» Task data:
☆ ☆ ☆ ☆ ☆ ☆ ☆

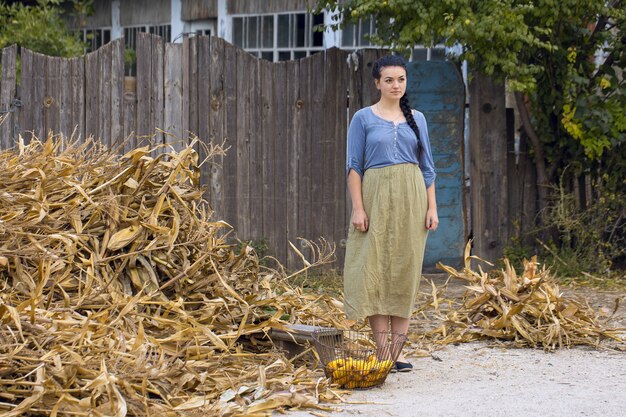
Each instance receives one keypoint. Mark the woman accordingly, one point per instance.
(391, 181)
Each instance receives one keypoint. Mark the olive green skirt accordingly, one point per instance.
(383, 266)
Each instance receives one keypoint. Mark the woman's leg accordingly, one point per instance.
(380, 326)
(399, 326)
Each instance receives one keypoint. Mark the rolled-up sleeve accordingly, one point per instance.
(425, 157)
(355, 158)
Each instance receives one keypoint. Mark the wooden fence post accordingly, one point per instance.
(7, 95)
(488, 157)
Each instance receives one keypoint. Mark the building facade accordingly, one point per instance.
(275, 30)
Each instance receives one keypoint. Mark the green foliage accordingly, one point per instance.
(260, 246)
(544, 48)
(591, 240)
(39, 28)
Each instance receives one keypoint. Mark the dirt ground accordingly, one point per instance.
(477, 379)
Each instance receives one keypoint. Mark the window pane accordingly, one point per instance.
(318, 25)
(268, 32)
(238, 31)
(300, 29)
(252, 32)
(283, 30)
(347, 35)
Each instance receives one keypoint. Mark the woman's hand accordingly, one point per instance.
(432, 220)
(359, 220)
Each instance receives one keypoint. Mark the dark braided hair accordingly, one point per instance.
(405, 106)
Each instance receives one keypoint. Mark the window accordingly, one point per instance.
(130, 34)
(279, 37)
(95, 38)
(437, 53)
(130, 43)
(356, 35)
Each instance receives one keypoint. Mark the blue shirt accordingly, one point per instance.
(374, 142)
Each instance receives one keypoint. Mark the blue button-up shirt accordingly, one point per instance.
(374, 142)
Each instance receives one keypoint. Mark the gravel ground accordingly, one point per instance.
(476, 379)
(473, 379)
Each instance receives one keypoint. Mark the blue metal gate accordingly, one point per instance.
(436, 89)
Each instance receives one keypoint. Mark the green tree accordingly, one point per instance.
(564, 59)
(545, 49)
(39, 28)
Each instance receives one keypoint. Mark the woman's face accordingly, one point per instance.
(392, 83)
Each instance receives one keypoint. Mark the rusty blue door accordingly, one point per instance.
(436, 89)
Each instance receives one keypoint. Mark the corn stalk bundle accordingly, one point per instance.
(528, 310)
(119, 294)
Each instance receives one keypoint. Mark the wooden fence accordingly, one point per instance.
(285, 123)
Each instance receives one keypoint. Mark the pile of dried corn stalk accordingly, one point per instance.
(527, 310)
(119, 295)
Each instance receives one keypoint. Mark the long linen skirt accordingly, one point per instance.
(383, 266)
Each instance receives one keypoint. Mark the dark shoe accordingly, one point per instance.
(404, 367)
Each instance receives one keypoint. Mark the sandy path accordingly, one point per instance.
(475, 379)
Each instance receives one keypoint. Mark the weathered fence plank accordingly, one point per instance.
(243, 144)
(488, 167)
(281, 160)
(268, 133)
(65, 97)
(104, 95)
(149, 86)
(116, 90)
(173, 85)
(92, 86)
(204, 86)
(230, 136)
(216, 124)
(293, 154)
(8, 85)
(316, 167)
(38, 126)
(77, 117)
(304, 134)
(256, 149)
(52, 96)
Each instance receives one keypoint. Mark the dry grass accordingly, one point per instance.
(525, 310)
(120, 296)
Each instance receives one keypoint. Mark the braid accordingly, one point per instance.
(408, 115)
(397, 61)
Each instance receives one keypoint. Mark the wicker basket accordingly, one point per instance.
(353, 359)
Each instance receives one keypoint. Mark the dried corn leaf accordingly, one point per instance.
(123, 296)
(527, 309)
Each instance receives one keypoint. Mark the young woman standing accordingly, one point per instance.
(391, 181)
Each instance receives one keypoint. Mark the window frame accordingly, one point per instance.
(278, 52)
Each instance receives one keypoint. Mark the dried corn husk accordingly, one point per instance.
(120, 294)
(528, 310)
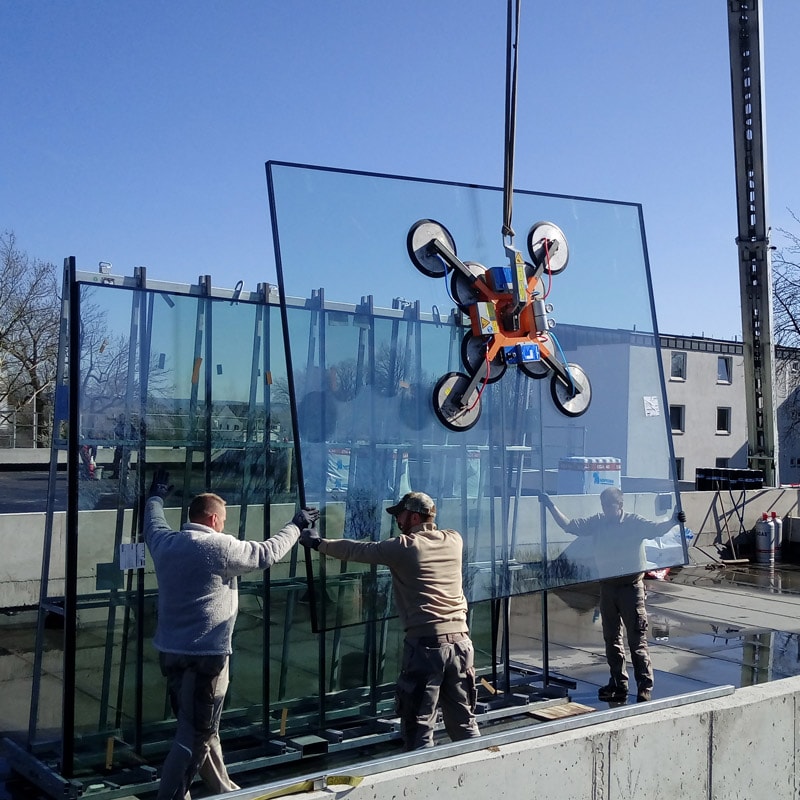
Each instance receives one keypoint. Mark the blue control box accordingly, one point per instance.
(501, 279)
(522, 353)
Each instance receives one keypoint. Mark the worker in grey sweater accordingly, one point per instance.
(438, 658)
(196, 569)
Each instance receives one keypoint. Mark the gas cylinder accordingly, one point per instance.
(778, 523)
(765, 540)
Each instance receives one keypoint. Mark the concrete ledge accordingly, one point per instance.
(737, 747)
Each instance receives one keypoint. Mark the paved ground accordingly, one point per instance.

☆ ☆ ☆ ☆ ☆ ☆ ☆

» Problem description: Exclude the pictures, and transcribe all of the material exactly.

» Answer:
Each instance receives one keypoint. Mark the woman accordingly, one point per instance.
(391, 181)
Each instance receives one keypoint. Mark the olive green skirt accordingly, one point per instance.
(383, 266)
Each instance receives one keypoint. Mark the woman's leg accordingly, one point per instance.
(380, 326)
(399, 326)
Each instance receives one keypoint. Mark the rolled-up sleeve accordingly, one point per instance.
(425, 157)
(355, 158)
Each instance receives one keypoint. Mark the wooden fence post accordingly, one point per instance.
(7, 95)
(488, 157)
Each instance receives one keypoint. Mark the building facade accordingly, one point per instance.
(275, 30)
Each instance receives one keypoint. Mark the green foliage accordingly, one point per instance.
(260, 246)
(544, 48)
(591, 240)
(39, 28)
Each instance receives one keypoint. Mark the dirt ground accordingly, one point per instance.
(477, 379)
Each instance receives one keypoint. Mark the window pane accordingly, one point per instance.
(318, 25)
(268, 32)
(238, 31)
(300, 29)
(252, 32)
(283, 30)
(347, 35)
Each instance receives one keypoint. Mark the woman's hand accordingly, one point per instance.
(432, 220)
(359, 220)
Each instance receives one keypoint. Mark the dark braided hair accordingly, one point per instance.
(405, 106)
Each instance receives one keypoint. Mark the window accordingly, one point per instance.
(130, 34)
(279, 37)
(95, 38)
(437, 53)
(130, 43)
(356, 35)
Each instance receives one keypoint. Mark the blue shirt accordingly, one point per instance.
(374, 142)
Each instance receives one keypoint. Mark the blue button-up shirt accordingly, one point per instance.
(374, 142)
Each instance receives one keypoint. Mark the gravel ground accordingly, one point per instance.
(476, 379)
(473, 379)
Each instance receives one keypoint. Mark the blue metal gate accordingly, one point per instance.
(436, 89)
Each instance receives one keypoint. Mark the green tree accordingly, one point per instance.
(564, 59)
(545, 49)
(39, 28)
Each instance receives one keypoint. Mark the woman's face accordingly, one point per instance.
(392, 83)
Each instance receives one keypoint. Mark the rusty blue door accordingly, one point per instance.
(436, 89)
Each instance receives one keypoint. Mark the corn stalk bundle accordingly, one point per instance.
(528, 310)
(119, 294)
Each instance receives one keypoint. Mark the wooden fence accordingly, one point per instance.
(285, 123)
Each instance receives one keypoint. Mark the pile of dried corn stalk accordingly, one point per instance.
(527, 310)
(119, 295)
Each instance receives one keypoint. Mark the long linen skirt accordingly, one point per instance.
(383, 266)
Each instance receives one keypoint. Mark the dark shoe accordingly, one point per instance.
(404, 367)
Each instance receives one keypoint. Mark the sandy path accordingly, one point per instance.
(475, 379)
Each instance receives one keypoint. Mark the weathered fence plank accordingly, one point per instance.
(243, 144)
(488, 167)
(281, 160)
(268, 133)
(65, 97)
(104, 95)
(149, 86)
(116, 90)
(173, 85)
(92, 86)
(204, 86)
(230, 136)
(216, 124)
(293, 154)
(8, 85)
(316, 167)
(38, 126)
(77, 117)
(304, 134)
(256, 149)
(52, 96)
Each instance receives one keypoint. Mark the dry grass accordingly, one point per instance.
(525, 310)
(120, 296)
Each instance receives one keypoint. Mark the braid accordingly, one point per instance.
(408, 115)
(397, 61)
Each instance receives one keypoint. Mark the wicker basket accordingly, one point per instance.
(353, 359)
Each instance receives one keypoint. Mark the dried corn leaf accordingly, one point per instance.
(123, 296)
(527, 309)
Each instance receives one keypoint. Mark the young woman standing accordingly, one point per instance.
(391, 181)
Each instance receives one keypoint. Mark the window frame accordingly, one point per instance.
(278, 52)
Each instance receives one keypoint. Mark the dried corn husk accordingly, one point per instance.
(120, 294)
(528, 310)
Each instance receives one keypoint. Mark the blue control box accordingly, one point per instance.
(501, 279)
(522, 353)
Each instance receives one keypoint. Mark the worker in grey sweater accordingly, one point per instance.
(438, 658)
(196, 569)
Each instance receives one keypoint. Mark the gas cylinder accordingly, one point per instance.
(778, 523)
(765, 540)
Each instance receives one keypoint. Mark the concrete ledge accordingly, one point per instance.
(737, 747)
Each instance receives one keypoint. Mark the paved ground accordingly, one point per instance.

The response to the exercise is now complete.